Each record below needs to be written out exactly as it reads.

AVAILABLE DATA: Begin

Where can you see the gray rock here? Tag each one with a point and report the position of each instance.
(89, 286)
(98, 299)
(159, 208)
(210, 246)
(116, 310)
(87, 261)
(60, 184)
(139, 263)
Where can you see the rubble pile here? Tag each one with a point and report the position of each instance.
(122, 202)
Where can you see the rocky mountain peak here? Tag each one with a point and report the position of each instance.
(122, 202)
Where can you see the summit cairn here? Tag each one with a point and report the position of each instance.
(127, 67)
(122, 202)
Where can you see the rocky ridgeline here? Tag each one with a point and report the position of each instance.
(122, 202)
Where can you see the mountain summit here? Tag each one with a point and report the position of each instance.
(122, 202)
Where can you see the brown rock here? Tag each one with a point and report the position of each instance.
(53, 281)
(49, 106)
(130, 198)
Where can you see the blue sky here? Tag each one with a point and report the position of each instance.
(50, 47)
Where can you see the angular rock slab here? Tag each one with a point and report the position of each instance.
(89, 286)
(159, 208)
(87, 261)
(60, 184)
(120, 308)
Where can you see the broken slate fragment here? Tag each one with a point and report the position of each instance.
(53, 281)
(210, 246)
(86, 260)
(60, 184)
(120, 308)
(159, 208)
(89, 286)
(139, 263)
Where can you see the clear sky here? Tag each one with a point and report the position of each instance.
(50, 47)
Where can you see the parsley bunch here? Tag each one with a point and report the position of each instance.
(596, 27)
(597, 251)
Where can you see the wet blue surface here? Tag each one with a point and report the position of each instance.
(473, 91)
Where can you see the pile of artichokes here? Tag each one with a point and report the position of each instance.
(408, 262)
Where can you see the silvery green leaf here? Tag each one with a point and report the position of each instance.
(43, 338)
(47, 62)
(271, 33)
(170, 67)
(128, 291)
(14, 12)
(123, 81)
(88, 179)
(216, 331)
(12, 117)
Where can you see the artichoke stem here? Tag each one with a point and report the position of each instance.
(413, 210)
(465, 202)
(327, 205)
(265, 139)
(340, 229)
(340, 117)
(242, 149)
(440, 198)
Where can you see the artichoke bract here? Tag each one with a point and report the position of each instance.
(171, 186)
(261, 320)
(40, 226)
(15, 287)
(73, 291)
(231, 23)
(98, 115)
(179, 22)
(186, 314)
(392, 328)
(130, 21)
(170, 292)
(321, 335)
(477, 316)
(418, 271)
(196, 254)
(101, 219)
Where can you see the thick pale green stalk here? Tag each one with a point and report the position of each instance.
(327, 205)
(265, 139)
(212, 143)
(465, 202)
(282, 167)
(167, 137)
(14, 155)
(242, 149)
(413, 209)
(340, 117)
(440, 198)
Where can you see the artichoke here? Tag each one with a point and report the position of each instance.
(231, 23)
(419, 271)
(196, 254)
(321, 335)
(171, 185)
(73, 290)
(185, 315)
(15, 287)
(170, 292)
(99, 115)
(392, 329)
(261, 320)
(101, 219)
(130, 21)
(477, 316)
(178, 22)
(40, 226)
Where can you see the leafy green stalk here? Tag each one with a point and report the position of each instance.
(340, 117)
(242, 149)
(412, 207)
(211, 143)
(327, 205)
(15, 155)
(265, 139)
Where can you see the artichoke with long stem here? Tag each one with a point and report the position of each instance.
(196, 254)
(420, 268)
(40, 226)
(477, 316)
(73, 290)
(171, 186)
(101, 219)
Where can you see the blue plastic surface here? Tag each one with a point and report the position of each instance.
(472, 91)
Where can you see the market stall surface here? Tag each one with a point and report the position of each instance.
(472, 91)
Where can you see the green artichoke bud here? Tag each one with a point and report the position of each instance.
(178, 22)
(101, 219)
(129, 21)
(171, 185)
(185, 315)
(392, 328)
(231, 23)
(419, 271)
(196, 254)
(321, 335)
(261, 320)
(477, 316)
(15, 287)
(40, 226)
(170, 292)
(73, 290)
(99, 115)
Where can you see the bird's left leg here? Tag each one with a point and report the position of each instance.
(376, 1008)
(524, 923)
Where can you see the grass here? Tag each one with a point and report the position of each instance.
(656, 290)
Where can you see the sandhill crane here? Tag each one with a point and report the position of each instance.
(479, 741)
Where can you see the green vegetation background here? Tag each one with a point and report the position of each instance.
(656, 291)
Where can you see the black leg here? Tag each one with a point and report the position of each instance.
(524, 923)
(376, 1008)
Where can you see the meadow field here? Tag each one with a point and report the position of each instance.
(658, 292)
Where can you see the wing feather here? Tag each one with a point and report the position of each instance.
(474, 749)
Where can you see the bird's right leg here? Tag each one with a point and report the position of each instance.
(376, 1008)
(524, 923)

AVAILABLE DATA: End

(RESULT):
Where can you see the gray rock here? Tag each one with a point and report the position of each instance.
(89, 286)
(98, 299)
(159, 208)
(210, 246)
(116, 310)
(87, 261)
(60, 184)
(139, 263)
Where can you see the rubble pile here? Tag each one with a point and report the position of each instance.
(122, 202)
Where can you see the rocky mountain peak here? Tag each one with a point and report the position of each instance.
(122, 202)
Where can you see the summit cairn here? Tag each one with a point and report the position of each instance.
(127, 67)
(122, 202)
Where can you see the rocky ridgeline here? Tag each one with a point and report the position of each instance.
(122, 202)
Where can you see the mountain summit here? Tag each one with a point and report the position of each instance.
(122, 202)
Where can you see the brown rock here? Tag each one with a point and report the position of each instance.
(53, 281)
(49, 106)
(130, 198)
Where can you see the blue sky here? Tag each one with a point and report the position of each instance.
(50, 47)
Where can you see the angular rock slab here? Tag each one with a point and report the position of each instance.
(89, 286)
(159, 208)
(87, 261)
(60, 184)
(120, 308)
Where can you see the broken slate fragment here? Tag each one with a point and report the position of each instance.
(53, 281)
(210, 246)
(86, 260)
(60, 184)
(120, 308)
(159, 208)
(89, 286)
(139, 263)
Where can you see the clear sky here? Tag each one with a point and report the position of each instance.
(50, 47)
Where can you see the parsley bunch here? Tag each one with a point and report the position of each instance.
(596, 27)
(597, 251)
Where can you see the wet blue surface here? Tag each one with a point and report the position of each instance.
(473, 91)
Where can you see the pile of artichokes here? Tag each one with a point and report the position of each instance.
(408, 262)
Where can you see the silvery green leaf here? Tag each one with a point and report the position of each instance.
(43, 338)
(47, 62)
(271, 33)
(170, 67)
(128, 291)
(14, 12)
(123, 81)
(88, 179)
(216, 331)
(12, 117)
Where can you see the artichoke stem here? Tag each one with a point and report the position of each instance.
(413, 210)
(465, 202)
(327, 205)
(265, 139)
(340, 229)
(340, 117)
(242, 149)
(440, 198)
Where can you see the artichoke bract here? Tag each one with a point and report the position of each instance.
(171, 186)
(261, 320)
(40, 226)
(15, 287)
(73, 291)
(231, 23)
(98, 115)
(179, 22)
(186, 314)
(392, 328)
(130, 21)
(170, 292)
(321, 335)
(477, 316)
(418, 271)
(196, 254)
(101, 219)
Where can you see the thick pale green stalk here? Tag each one with a point and report the position of each instance.
(327, 205)
(265, 139)
(212, 143)
(465, 202)
(282, 167)
(167, 137)
(14, 155)
(242, 149)
(413, 209)
(340, 117)
(440, 198)
Where can you see the artichoke here? Tag each one with a point and report the position of each instance.
(231, 23)
(419, 271)
(196, 254)
(321, 335)
(171, 185)
(73, 290)
(185, 315)
(15, 287)
(170, 292)
(99, 115)
(392, 329)
(261, 320)
(101, 219)
(130, 21)
(477, 316)
(178, 22)
(40, 226)
Where can you see the leafy green stalk here? Tag each one with a point and report the position of each instance.
(340, 117)
(242, 149)
(412, 207)
(211, 143)
(327, 205)
(15, 155)
(265, 139)
Where can you see the artichoke with long stem here? Tag each one with a point and report the position of each instance.
(196, 254)
(420, 268)
(40, 226)
(477, 316)
(73, 290)
(171, 186)
(101, 219)
Where can you see the blue plastic surface here? Tag each one with a point and report the position of each instance.
(472, 91)
Where can you see the market stall surface here? Tag each one with a point and report the position of each instance.
(472, 91)
Where can you see the green artichoke bud here? Tag each one with a point and report the position of each instance.
(178, 22)
(101, 219)
(129, 21)
(171, 185)
(185, 315)
(392, 328)
(231, 23)
(419, 271)
(196, 254)
(321, 335)
(261, 320)
(477, 316)
(15, 287)
(40, 226)
(170, 292)
(73, 290)
(99, 115)
Where can you see the bird's left leg here? Tag each one with a point and report the position of each instance.
(376, 1008)
(524, 923)
Where can you see the grass here? Tag each one with a point and report the position of each instance.
(656, 290)
Where can you see the sandhill crane here? Tag each one with a point and report the position of each instance.
(479, 741)
Where can you see the green vegetation background here? Tag each one with a point and report the position of each instance.
(656, 291)
Where can you see the black leg here? Tag each one with a point and report the position of each instance.
(524, 923)
(376, 1008)
Where can you see the meadow field here? Tag each one with a point and report the position of each instance.
(658, 292)
Where can you see the wing feather here? Tag each one with a point and report the position of each instance.
(474, 749)
Where can you see the bird's right leg here? Tag each one with a point and report the position of each instance.
(376, 1008)
(524, 923)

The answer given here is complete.